| Text section |
************
SECTION 3. Representations and Warranties. To induce the other parties hereto to enter into this Agreement, each of Holdings, Mid-Holdings, and each Borrower hereby jointly and severally represents and warrants to each Agent and each Lender that (i) the representations and warranties set forth in Article 3 of the Credit Agreement and in

 

3


each other Loan Document shall be true and correct in all material respects on and as of the Incremental Facility Closing Date as if made on and as of such date, except for representations and warranties expressly stated to relate to a specific earlier date, in which case such representations and warranties shall be true and correct in all material respects as of such earlier date (it being understood and agreed that the reference in Section 3.18 of the Credit Agreement to “the Closing Date, after giving effect to the Transactions to be consummated on the Closing Date” shall be deemed to refer instead to “the Incremental Facility Closing Date, after giving effect to the transactions consummated on the Incremental Facility Closing Date”); provided, that in each case such materiality qualifier shall not be applicable to any representations or warranties that already are qualified or modified by materiality or “Material Adverse Effect”; and (ii) no Default or Event of Default has occurred and is continuing on the Incremental Facility Closing Date or after giving effect to the Incremental Facility.

SECTION 4. Fees. The Borrower agrees to pay to the Administrative Agent, for the account of each Incremental Revolving Lender an upfront fee (the “Upfront Fee”) in an amount equal to 0.375% of the aggregate principal amount of the Incremental Revolving Commitments; provided that the Borrower shall have no liability for the Upfront Fee if this Agreement does not become effective in accordance with Section 5 below. The Upfront Fee shall be payable in immediately available funds on, and subject to the occurrence of, the Incremental Facility Closing Date.

SECTION 5. Conditions Precedent to the Effectiveness of this Agreement. This Agreement shall become effective on the date (the “Incremental Facility Closing Date”) on which (a) the Administrative Agent shall have received counterparts of this Agreement that, when taken together, bear the signatures of (1) each Borrower, (2) Holdings, (3) Mid-Holdings and (4) each Incremental Revolving Lender and (b) each of the conditions precedent set forth in Section 6 hereof shall have been satisfied.
************
| Available data |
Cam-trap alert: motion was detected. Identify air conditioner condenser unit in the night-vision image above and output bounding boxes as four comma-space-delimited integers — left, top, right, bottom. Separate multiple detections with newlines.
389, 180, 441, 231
************
Quote the incremental facility agreement text, beginning at the words "SECTION 4. Fees." and stopping after "Facility Closing Date.". The material isn't needed here.

SECTION 4. Fees. The Borrower agrees to pay to the Administrative Agent, for the account of each Incremental Revolving Lender an upfront fee (the “Upfront Fee”) in an amount equal to 0.375% of the aggregate principal amount of the Incremental Revolving Commitments; provided that the Borrower shall have no liability for the Upfront Fee if this Agreement does not become effective in accordance with Section 5 below. The Upfront Fee shall be payable in immediately available funds on, and subject to the occurrence of, the Incremental Facility Closing Date.